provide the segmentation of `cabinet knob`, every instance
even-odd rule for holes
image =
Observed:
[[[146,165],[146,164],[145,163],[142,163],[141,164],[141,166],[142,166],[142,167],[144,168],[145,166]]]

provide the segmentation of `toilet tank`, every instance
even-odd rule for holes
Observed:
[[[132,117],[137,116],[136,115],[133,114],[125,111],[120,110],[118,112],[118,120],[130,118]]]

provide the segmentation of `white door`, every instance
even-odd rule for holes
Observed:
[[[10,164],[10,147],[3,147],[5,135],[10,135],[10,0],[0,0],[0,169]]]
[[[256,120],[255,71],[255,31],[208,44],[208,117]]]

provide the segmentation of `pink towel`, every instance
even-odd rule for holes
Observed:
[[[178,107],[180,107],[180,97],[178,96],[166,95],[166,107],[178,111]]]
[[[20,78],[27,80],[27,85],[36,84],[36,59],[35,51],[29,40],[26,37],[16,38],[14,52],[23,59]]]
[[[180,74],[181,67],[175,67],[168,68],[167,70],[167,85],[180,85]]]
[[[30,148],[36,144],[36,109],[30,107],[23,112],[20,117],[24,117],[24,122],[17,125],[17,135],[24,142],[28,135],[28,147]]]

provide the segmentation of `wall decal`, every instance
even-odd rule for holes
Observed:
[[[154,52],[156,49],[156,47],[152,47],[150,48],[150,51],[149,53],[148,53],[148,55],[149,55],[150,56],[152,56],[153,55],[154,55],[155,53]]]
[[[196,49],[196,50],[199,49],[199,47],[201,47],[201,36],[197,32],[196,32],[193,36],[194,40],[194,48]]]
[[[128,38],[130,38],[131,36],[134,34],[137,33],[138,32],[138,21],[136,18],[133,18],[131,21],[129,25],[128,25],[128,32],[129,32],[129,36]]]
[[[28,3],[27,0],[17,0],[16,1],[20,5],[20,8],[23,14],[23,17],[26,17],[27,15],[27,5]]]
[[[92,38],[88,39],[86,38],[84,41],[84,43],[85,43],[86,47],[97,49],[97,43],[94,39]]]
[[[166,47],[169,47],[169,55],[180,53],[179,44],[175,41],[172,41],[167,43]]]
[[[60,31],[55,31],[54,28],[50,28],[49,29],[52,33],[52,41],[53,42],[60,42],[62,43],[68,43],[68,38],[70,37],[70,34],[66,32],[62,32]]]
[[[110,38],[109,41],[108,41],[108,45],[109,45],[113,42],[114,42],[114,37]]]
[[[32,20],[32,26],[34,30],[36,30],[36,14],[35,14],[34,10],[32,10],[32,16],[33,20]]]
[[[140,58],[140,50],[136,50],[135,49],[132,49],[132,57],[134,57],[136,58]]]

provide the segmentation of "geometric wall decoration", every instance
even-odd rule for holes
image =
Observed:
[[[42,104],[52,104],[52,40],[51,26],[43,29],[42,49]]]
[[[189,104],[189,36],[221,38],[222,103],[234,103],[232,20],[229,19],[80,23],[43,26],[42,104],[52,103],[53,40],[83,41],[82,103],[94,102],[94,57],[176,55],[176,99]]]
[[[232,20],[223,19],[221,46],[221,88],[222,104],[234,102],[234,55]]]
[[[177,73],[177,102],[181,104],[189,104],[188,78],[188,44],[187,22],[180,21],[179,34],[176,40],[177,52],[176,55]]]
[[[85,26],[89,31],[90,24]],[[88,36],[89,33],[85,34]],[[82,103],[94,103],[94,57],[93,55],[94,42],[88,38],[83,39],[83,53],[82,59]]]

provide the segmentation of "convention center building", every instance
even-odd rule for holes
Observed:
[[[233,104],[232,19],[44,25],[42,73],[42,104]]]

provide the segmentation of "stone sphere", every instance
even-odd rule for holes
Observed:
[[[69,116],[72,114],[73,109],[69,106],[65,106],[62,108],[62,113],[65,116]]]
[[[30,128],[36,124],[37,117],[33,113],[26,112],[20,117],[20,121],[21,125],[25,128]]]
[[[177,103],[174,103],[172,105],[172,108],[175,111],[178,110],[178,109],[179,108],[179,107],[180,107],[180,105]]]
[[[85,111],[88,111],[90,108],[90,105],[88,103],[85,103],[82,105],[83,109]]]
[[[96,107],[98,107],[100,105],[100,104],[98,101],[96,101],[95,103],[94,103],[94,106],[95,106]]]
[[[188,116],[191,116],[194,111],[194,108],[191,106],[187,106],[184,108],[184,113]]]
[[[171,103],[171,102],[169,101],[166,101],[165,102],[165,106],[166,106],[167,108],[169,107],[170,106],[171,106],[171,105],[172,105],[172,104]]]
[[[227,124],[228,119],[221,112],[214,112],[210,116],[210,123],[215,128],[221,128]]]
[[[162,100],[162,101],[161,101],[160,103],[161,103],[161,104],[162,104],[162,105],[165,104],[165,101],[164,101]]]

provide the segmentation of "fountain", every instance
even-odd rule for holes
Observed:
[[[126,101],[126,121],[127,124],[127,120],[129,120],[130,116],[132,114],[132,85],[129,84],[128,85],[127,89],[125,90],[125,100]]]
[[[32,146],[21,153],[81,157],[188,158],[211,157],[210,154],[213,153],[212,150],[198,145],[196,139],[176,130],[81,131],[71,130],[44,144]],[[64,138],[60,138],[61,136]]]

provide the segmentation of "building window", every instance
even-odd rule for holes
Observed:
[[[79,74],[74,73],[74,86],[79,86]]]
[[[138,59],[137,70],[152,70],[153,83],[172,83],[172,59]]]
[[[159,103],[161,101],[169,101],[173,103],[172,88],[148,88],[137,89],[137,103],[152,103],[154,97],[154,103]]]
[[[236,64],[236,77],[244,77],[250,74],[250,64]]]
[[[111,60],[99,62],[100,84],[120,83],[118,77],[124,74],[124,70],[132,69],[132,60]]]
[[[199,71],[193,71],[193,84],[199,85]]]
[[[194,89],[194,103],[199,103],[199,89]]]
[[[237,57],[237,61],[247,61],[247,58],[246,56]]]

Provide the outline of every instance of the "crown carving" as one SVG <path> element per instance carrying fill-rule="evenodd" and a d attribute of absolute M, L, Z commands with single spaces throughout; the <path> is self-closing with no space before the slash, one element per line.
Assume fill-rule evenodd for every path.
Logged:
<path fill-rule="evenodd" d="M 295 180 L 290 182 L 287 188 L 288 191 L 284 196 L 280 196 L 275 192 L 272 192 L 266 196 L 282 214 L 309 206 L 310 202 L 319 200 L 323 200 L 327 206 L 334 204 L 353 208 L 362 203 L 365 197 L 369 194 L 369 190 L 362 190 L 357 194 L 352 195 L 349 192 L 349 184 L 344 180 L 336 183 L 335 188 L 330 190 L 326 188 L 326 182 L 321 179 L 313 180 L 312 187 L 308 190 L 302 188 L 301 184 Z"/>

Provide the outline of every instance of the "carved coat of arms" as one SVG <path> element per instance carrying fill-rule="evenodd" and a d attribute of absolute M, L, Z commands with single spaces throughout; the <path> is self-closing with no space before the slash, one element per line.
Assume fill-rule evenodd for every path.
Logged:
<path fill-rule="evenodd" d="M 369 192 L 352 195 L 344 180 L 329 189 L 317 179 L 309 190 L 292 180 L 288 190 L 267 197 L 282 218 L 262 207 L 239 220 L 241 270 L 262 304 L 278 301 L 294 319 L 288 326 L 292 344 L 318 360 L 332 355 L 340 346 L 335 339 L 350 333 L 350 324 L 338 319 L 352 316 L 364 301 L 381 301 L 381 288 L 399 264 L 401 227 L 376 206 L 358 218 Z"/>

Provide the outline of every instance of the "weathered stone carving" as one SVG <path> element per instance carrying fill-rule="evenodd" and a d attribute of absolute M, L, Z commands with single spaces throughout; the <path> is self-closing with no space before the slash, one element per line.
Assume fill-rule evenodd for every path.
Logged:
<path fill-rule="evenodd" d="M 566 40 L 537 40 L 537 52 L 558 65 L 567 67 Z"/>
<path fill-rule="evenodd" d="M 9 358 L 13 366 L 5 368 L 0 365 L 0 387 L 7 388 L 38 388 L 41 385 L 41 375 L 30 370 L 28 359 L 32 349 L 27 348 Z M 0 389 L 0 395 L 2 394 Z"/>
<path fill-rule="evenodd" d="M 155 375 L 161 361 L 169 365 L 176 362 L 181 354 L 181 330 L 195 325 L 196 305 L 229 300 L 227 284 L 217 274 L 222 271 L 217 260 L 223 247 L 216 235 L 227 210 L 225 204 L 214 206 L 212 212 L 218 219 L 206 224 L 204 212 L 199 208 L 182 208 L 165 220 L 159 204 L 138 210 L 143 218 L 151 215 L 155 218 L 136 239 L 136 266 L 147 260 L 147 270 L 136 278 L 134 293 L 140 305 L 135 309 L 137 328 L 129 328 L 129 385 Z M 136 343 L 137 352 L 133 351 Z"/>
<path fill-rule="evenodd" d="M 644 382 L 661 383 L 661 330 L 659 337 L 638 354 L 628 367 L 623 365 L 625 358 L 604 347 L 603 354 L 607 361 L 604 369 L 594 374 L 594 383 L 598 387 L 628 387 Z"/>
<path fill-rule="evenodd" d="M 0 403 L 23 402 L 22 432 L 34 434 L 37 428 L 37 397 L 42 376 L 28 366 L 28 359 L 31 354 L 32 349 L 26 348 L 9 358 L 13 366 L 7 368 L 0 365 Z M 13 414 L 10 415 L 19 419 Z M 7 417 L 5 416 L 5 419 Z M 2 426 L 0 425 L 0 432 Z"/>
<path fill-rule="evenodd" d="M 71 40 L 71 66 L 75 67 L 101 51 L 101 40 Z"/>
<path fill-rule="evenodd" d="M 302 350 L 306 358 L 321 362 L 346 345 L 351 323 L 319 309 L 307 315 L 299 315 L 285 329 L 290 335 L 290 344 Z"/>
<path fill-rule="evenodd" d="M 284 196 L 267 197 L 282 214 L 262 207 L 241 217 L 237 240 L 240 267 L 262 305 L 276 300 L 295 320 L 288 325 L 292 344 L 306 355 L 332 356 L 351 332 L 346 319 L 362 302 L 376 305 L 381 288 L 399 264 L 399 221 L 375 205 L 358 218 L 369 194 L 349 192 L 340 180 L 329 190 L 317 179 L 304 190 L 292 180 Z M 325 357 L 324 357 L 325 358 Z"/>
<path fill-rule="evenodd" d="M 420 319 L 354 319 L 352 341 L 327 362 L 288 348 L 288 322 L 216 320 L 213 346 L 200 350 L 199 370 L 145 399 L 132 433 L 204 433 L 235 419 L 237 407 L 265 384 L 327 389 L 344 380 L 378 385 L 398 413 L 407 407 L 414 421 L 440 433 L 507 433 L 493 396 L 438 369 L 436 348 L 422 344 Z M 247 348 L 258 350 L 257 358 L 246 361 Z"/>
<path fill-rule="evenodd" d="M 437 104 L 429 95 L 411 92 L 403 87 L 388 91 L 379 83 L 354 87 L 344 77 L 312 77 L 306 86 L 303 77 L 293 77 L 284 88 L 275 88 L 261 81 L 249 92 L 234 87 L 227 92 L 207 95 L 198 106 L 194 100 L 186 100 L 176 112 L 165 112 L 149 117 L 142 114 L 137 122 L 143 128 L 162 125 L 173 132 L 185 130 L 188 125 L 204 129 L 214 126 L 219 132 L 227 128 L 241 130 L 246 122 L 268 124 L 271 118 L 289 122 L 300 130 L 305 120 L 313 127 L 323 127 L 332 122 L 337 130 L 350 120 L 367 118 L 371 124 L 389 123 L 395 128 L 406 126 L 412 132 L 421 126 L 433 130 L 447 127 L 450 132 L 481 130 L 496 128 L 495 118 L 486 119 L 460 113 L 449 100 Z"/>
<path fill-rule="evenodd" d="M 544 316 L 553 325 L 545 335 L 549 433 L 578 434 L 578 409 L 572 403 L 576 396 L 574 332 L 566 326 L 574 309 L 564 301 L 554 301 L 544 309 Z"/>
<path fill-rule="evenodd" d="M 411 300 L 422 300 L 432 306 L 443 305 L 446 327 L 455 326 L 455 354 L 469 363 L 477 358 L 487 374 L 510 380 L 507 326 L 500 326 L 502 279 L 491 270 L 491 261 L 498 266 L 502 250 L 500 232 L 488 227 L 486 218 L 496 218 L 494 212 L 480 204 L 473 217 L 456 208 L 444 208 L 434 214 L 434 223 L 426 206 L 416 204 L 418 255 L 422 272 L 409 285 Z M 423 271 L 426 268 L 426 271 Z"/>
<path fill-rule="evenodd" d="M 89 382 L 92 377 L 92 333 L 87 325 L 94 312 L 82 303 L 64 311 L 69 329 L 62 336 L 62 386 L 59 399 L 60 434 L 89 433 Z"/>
★ ★ ★ ★ ★
■ PROBLEM DESCRIPTION: Pick out every line in the items above that contains the string "carving", and copy each one.

■ FULL RESPONSE:
Provide the outline of every instance of the "crown carving" as one SVG <path> element per instance carrying fill-rule="evenodd" and a d attribute of absolute M, L, Z commands with single spaces throughout; the <path> is self-closing with no space before the slash, one element per line.
Provide the outline of every instance of the "weathered stone carving" as one SVG <path> element per instance carrying fill-rule="evenodd" and a d attribute of absolute M, L, Z commands with single spaces throughout; the <path> is self-closing with no space before the slash, one element per line.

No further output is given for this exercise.